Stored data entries
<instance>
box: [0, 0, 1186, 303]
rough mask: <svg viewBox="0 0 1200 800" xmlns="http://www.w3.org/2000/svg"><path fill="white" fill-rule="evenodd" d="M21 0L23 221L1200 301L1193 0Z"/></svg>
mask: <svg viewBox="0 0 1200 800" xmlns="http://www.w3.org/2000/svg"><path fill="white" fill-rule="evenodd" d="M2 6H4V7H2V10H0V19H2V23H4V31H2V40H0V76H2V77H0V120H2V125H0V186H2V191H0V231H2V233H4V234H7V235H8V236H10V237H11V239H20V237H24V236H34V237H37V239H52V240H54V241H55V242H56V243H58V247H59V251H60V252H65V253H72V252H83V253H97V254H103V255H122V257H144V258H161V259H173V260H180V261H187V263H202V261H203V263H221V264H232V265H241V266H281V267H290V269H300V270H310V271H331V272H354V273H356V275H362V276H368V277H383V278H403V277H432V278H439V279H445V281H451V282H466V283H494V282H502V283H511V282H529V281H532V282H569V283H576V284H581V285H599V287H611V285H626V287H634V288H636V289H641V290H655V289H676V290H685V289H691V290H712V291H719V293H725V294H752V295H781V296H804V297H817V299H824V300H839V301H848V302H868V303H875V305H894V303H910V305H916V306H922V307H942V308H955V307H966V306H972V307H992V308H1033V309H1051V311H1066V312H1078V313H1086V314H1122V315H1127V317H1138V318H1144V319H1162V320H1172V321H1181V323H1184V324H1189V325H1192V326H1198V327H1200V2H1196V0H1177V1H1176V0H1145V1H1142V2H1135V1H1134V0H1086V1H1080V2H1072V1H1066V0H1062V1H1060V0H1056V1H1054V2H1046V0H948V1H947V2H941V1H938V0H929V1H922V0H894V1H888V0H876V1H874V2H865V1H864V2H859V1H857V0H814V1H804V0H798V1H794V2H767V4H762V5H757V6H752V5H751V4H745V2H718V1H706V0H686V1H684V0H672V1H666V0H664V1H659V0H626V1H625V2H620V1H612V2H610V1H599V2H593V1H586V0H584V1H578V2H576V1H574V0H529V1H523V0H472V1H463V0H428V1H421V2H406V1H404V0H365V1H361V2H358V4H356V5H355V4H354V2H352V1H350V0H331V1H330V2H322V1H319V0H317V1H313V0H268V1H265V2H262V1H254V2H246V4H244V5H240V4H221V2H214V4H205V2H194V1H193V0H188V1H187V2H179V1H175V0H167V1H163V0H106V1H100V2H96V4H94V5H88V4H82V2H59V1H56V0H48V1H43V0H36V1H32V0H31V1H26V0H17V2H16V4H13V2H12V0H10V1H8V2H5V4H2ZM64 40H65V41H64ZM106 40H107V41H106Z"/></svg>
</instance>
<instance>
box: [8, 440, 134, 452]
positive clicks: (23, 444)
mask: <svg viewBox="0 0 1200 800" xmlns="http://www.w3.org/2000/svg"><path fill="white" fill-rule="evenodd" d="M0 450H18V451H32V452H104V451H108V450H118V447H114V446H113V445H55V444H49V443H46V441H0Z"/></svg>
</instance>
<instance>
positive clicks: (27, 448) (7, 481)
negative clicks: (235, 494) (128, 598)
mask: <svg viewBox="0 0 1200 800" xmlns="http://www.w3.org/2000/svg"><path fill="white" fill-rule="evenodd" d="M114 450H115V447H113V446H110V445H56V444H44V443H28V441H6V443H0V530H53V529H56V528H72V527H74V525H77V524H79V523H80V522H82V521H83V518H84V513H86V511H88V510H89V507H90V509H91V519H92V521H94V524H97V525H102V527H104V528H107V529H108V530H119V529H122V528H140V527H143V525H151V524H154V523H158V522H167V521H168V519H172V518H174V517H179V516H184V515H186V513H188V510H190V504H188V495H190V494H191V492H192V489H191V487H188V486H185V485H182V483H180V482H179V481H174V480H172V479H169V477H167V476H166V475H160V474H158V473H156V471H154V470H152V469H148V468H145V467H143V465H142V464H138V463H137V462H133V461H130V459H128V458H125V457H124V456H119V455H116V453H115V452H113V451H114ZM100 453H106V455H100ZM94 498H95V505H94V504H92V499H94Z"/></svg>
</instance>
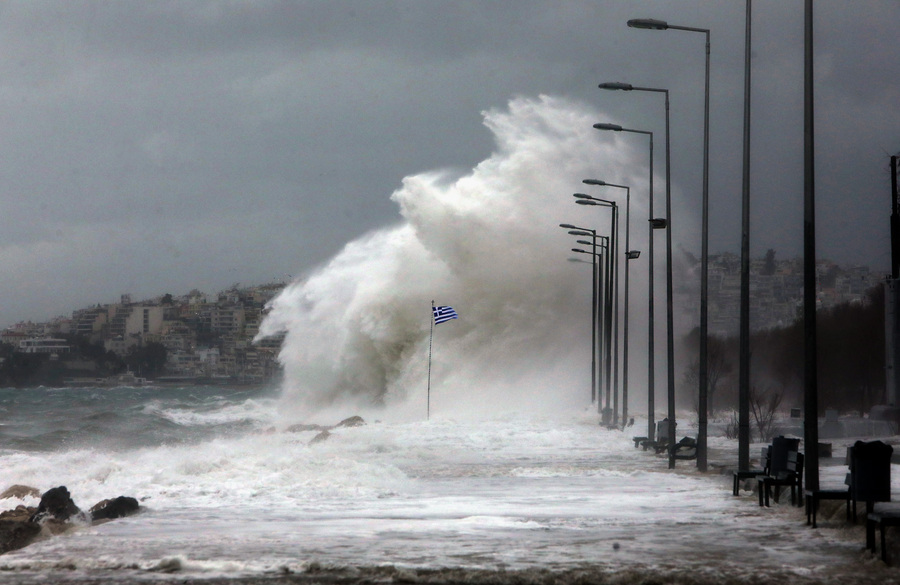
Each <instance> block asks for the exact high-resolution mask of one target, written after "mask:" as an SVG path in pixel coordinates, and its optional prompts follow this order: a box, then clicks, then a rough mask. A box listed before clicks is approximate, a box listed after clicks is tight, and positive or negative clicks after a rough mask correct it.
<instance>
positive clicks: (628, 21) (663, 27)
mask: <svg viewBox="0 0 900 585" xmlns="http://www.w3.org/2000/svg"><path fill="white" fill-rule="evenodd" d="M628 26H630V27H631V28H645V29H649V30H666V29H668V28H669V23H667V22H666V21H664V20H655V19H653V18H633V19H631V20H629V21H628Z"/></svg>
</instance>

_INSTRUCTIONS FOR THE TASK_
Can you repeat every record above exactly, apart from the pictures?

_OUTPUT FOR THIS EXERCISE_
<instance>
box: [0, 0, 1186, 303]
rough mask: <svg viewBox="0 0 1200 800" xmlns="http://www.w3.org/2000/svg"><path fill="white" fill-rule="evenodd" d="M21 0L23 221L1200 301L1193 0Z"/></svg>
mask: <svg viewBox="0 0 1200 800" xmlns="http://www.w3.org/2000/svg"><path fill="white" fill-rule="evenodd" d="M2 6H4V7H2V10H0V19H2V23H4V31H2V40H0V76H2V77H0V120H2V125H0V186H2V191H0V231H2V233H4V234H7V235H8V236H10V237H11V239H20V237H24V236H34V237H37V239H52V240H54V241H55V242H56V243H58V247H59V251H60V252H65V253H72V252H83V253H97V254H103V255H122V257H144V258H161V259H173V260H180V261H187V263H202V261H203V263H221V264H232V265H241V266H281V267H290V269H300V270H310V271H331V272H354V273H356V275H362V276H368V277H383V278H403V277H432V278H439V279H445V281H451V282H466V283H494V282H502V283H511V282H529V281H532V282H569V283H576V284H581V285H599V287H611V285H626V287H634V288H636V289H641V290H655V289H676V290H685V289H691V290H712V291H719V293H725V294H752V295H781V296H804V297H817V299H824V300H839V301H848V302H868V303H875V305H894V303H910V305H916V306H922V307H942V308H955V307H966V306H972V307H992V308H1033V309H1051V311H1066V312H1078V313H1086V314H1122V315H1127V317H1138V318H1144V319H1162V320H1172V321H1181V323H1184V324H1189V325H1192V326H1198V327H1200V2H1196V0H1177V1H1176V0H1145V1H1142V2H1135V1H1134V0H1086V1H1080V2H1072V1H1066V0H1062V1H1060V0H1056V1H1054V2H1046V0H948V1H947V2H941V1H938V0H929V1H922V0H894V1H888V0H876V1H874V2H865V1H864V2H859V1H857V0H814V1H804V0H798V1H794V2H767V4H762V5H757V6H752V5H751V4H745V2H718V1H706V0H686V1H684V0H672V1H666V0H664V1H659V0H626V1H625V2H620V1H612V2H610V1H599V2H593V1H586V0H584V1H578V2H576V1H574V0H529V1H523V0H472V1H463V0H428V1H421V2H406V1H404V0H365V1H361V2H358V4H356V5H355V4H354V2H352V1H350V0H331V1H330V2H322V1H319V0H317V1H313V0H268V1H265V2H262V1H254V2H246V4H244V5H240V4H221V2H214V4H205V2H194V1H193V0H188V1H187V2H179V1H175V0H167V1H163V0H106V1H100V2H96V4H94V5H88V4H82V2H59V1H56V0H48V1H43V0H36V1H32V0H31V1H26V0H17V2H16V4H13V2H12V0H10V1H8V2H5V4H2ZM64 40H65V41H64ZM106 40H107V41H106Z"/></svg>
</instance>
<instance>
box: [8, 440, 134, 452]
positive clicks: (23, 444)
mask: <svg viewBox="0 0 1200 800" xmlns="http://www.w3.org/2000/svg"><path fill="white" fill-rule="evenodd" d="M0 450H18V451H32V452H104V451H108V450H118V447H114V446H113V445H55V444H49V443H46V441H0Z"/></svg>
</instance>
<instance>
positive clicks: (27, 448) (7, 481)
negative clicks: (235, 494) (128, 598)
mask: <svg viewBox="0 0 1200 800" xmlns="http://www.w3.org/2000/svg"><path fill="white" fill-rule="evenodd" d="M114 450H115V447H113V446H110V445H56V444H44V443H28V441H6V443H0V530H53V529H56V528H72V527H74V525H77V524H79V523H80V522H82V521H83V518H84V513H86V511H88V510H89V507H90V509H91V519H92V521H94V524H97V525H102V527H104V528H107V529H108V530H119V529H122V528H140V527H143V525H151V524H154V523H158V522H167V521H168V519H172V518H174V517H179V516H184V515H186V513H188V510H190V504H188V495H190V494H191V492H192V489H191V487H188V486H185V485H182V483H180V482H179V481H174V480H172V479H169V477H167V476H166V475H160V474H158V473H156V471H154V470H152V469H148V468H145V467H143V465H142V464H138V463H137V462H133V461H130V459H128V458H125V457H124V456H119V455H116V453H115V452H113V451H114ZM100 453H106V455H100ZM94 498H95V505H94V504H92V499H94Z"/></svg>
</instance>
Each <instance> block asks for the exact high-resolution mask of one target, written after "mask:" as an SVG path in pixel coordinates, and its optional prompts follow this order: a box, then clicks, then a rough mask. A box listed before clicks is approximate, a box listed after clicks is tight, and positive or negative clicks after a rough mask correct it.
<instance>
positive clicks: (628, 21) (663, 27)
mask: <svg viewBox="0 0 900 585" xmlns="http://www.w3.org/2000/svg"><path fill="white" fill-rule="evenodd" d="M628 26H630V27H631V28H645V29H649V30H666V29H668V28H669V23H667V22H666V21H664V20H655V19H653V18H633V19H631V20H629V21H628Z"/></svg>
</instance>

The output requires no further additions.